* DATA ENTRIES *
=======
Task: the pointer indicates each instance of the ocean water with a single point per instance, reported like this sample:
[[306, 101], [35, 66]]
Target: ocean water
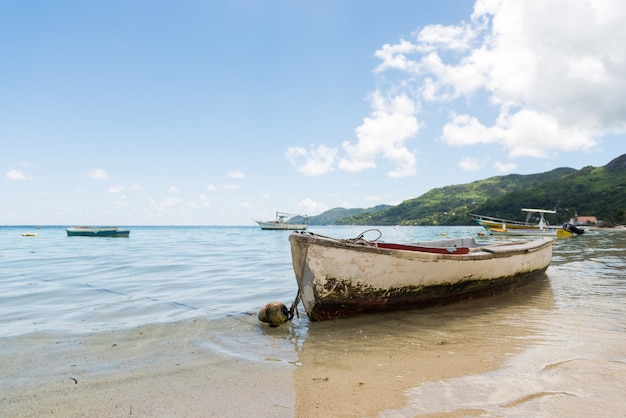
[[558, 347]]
=======
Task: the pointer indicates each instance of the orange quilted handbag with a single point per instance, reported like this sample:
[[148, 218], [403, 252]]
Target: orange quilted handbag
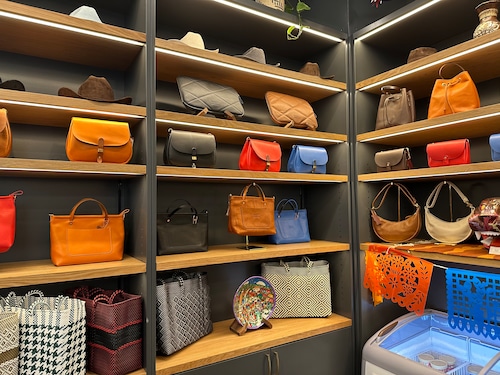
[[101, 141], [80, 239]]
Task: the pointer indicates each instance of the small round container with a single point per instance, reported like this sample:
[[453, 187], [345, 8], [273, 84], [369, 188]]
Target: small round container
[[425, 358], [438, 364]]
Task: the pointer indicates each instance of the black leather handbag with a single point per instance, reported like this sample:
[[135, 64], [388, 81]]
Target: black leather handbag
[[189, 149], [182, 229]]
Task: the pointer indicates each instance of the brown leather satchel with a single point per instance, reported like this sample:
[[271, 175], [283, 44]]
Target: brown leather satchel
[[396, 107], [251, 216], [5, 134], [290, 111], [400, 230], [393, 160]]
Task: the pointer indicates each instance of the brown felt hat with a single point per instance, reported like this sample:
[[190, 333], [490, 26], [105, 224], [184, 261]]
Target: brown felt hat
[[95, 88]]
=======
* EXERCISE INSTRUCTIONS *
Edit the part of the listing that opens with the line containing "Task: the pointer indicates each instance of the ocean" and closes with the line containing "[[558, 347]]" by replacing "ocean water" with "sea water" and leaving everything else unchanged. Omit the pictures from your answer.

* RESULT OF THE EXERCISE *
Task: the pointer indicates each instance of the sea water with a single point per instance, reported like this sample:
[[306, 101], [35, 66]]
Target: sea water
[[558, 347]]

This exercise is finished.